**The task:** Please return, word for word, the stretch of the records from the line containing "the orange flame" through the end of the records.

==== Supplied records ====

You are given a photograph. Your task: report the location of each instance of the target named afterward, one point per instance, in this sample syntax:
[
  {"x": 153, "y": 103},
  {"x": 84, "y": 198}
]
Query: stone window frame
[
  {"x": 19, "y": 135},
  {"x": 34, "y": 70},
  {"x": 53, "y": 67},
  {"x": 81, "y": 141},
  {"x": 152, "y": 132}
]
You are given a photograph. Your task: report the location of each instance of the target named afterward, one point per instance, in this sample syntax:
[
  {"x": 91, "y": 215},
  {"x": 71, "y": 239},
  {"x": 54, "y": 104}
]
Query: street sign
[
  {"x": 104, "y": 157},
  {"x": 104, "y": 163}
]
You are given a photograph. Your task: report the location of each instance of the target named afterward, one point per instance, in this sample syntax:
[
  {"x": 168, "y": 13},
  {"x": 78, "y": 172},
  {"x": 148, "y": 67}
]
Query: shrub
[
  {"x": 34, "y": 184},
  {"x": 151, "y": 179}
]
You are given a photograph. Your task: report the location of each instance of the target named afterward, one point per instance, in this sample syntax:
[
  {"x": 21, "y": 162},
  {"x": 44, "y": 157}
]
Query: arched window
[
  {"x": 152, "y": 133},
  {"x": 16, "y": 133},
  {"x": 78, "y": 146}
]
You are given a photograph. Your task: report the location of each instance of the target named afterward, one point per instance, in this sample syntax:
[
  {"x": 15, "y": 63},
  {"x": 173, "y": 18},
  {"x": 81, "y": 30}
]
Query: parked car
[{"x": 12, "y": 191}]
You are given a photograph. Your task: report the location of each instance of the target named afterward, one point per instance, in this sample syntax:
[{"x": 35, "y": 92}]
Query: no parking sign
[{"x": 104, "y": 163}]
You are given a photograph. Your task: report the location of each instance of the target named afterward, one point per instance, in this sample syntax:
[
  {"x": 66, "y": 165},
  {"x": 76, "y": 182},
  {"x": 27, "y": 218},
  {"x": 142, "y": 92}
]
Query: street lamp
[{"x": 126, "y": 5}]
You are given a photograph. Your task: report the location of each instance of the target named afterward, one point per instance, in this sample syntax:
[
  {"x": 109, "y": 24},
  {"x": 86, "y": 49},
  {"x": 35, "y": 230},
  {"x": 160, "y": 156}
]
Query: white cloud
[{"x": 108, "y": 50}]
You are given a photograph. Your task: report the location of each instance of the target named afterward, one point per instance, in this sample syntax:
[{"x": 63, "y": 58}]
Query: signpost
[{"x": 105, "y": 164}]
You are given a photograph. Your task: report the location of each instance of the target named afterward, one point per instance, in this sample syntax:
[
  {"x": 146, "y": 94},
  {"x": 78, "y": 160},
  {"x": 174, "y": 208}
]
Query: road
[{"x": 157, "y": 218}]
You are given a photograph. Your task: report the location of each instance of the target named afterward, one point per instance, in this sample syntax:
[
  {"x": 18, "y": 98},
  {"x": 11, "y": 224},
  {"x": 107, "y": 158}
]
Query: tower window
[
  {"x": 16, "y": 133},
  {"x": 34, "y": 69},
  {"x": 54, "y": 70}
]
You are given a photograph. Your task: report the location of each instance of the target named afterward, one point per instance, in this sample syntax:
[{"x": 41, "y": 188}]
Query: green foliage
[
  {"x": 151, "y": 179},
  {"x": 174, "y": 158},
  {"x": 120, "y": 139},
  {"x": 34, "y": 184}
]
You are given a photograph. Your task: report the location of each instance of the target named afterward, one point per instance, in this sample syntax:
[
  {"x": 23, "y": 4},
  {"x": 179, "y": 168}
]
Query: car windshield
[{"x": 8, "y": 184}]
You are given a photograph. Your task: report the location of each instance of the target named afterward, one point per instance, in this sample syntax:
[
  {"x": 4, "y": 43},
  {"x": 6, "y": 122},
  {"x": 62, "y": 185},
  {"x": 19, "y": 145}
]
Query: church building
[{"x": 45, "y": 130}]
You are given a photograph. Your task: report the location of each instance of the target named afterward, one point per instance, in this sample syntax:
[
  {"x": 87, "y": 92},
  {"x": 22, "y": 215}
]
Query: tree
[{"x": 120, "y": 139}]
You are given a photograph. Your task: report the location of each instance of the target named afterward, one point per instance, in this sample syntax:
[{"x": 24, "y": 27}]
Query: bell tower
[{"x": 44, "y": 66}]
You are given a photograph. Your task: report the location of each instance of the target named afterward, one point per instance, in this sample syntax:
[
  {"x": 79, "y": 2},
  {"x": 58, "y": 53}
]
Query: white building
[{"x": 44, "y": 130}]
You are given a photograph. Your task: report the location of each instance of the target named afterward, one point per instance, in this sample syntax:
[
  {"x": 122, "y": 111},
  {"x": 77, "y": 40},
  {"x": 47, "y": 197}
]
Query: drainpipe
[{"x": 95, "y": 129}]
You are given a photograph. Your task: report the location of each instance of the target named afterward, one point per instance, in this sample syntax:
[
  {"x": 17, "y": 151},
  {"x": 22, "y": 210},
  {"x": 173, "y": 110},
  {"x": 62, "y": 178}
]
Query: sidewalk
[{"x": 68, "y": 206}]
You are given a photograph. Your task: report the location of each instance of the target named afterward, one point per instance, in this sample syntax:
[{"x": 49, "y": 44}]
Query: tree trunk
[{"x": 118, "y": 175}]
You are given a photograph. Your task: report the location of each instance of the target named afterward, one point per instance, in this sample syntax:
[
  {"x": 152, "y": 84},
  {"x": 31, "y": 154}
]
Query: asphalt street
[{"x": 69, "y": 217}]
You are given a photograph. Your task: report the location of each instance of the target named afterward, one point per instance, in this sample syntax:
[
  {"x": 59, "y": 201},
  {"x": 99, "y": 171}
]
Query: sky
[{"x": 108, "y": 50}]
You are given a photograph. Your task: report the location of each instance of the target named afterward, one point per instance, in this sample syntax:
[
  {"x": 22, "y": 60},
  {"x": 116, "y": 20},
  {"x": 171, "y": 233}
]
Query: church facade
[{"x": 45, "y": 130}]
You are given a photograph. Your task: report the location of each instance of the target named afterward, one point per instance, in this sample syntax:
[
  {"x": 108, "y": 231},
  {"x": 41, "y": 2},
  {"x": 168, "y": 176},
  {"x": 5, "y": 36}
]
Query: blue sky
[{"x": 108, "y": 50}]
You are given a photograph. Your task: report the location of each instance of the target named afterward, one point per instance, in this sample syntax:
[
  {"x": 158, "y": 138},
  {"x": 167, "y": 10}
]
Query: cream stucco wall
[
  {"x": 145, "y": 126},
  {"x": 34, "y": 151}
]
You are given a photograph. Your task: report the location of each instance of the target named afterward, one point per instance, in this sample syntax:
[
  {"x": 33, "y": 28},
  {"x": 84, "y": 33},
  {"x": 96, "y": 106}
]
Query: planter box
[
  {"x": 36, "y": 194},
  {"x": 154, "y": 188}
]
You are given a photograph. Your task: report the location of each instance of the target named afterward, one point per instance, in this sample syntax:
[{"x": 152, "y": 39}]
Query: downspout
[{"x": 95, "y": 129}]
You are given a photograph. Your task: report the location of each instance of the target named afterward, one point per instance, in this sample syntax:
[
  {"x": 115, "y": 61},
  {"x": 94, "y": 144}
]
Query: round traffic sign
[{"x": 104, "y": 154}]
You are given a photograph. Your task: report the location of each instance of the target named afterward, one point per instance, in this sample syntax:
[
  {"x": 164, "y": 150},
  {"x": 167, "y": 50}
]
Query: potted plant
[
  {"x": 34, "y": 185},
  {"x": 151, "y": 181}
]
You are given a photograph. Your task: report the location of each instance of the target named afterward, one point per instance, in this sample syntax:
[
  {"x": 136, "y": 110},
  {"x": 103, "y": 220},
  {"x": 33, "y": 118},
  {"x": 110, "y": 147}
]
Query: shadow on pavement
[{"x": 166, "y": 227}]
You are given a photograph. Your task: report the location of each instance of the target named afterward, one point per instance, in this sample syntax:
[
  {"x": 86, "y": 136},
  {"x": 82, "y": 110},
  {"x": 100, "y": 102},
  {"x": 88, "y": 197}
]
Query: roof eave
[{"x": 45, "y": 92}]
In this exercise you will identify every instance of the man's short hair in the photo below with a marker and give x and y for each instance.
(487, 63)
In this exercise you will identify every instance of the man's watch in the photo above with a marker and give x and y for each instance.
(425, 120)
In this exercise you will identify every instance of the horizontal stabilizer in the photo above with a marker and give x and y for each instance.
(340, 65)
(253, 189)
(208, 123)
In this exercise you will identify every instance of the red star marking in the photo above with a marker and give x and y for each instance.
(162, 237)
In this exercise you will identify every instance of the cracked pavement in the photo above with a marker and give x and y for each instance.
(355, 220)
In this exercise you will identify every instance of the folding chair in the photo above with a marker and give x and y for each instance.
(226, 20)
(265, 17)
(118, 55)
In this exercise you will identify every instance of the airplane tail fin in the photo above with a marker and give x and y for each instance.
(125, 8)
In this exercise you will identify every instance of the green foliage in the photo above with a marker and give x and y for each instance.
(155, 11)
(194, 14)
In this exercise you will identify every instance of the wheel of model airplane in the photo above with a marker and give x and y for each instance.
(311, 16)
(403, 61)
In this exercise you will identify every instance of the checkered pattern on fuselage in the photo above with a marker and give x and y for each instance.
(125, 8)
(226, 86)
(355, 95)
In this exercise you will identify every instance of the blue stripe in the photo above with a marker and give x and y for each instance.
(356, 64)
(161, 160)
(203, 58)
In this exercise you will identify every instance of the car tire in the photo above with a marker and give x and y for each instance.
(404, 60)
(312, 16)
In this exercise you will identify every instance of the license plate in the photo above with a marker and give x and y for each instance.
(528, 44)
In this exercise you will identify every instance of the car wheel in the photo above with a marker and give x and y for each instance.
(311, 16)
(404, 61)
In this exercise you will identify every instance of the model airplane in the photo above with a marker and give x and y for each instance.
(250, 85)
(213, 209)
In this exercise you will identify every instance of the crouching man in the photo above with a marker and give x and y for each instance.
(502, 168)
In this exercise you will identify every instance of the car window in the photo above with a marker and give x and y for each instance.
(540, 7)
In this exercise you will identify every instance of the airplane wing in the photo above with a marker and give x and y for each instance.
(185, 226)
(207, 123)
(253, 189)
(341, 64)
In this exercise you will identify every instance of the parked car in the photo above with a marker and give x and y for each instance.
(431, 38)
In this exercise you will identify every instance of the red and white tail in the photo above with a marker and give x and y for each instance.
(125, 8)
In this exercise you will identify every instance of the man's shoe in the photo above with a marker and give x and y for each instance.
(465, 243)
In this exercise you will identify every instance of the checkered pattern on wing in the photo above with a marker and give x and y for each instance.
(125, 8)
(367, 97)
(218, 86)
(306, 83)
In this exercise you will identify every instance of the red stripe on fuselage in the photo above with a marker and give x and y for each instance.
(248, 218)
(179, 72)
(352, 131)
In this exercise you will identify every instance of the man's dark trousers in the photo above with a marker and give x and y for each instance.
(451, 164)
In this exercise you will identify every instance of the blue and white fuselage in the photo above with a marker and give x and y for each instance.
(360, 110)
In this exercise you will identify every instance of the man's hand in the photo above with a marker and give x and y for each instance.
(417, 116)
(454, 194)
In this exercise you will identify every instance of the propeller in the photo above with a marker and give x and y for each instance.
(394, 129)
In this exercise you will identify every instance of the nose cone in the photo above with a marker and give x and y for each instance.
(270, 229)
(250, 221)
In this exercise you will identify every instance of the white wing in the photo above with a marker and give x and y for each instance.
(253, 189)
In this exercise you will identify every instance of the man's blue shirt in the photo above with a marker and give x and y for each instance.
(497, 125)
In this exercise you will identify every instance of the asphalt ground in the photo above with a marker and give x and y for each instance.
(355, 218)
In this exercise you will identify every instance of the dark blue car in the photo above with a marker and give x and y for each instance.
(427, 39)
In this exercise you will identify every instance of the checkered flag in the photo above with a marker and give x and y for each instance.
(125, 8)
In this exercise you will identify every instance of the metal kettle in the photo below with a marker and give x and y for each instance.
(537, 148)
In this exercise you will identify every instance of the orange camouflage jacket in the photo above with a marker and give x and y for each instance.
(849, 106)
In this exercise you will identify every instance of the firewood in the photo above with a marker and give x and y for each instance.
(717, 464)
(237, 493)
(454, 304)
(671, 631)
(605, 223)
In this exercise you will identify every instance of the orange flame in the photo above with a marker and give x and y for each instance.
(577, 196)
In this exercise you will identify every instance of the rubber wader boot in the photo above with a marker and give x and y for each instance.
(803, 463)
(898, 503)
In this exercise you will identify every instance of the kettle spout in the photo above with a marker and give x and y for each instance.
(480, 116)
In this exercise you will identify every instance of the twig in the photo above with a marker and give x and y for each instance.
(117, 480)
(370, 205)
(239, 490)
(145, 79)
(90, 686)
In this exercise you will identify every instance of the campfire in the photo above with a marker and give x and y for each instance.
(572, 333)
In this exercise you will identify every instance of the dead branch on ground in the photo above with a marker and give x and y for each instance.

====

**Task solution:**
In this exercise you will identify every instance of the orange flame in the photo above with a marker and give x and y for each instance.
(577, 196)
In this exercise you will identify every instance of the rubber wader boot in the photo above with a marker and give x and y for each instance.
(803, 463)
(898, 503)
In this exercise you will identify every instance of the kettle spout in the photo above with a marker and give x and y for each instance.
(480, 116)
In this exercise you will identify every instance of the twig in the photo above with a marker and give x and y for each instance.
(117, 480)
(370, 205)
(239, 490)
(145, 79)
(90, 686)
In this exercise you will identify every instance of the campfire in the photo above with a marker and give x and y for each instance.
(572, 333)
In this exercise you will identify every instance of the dead branch on ground in the photo above with a marker and give x and y for each instance.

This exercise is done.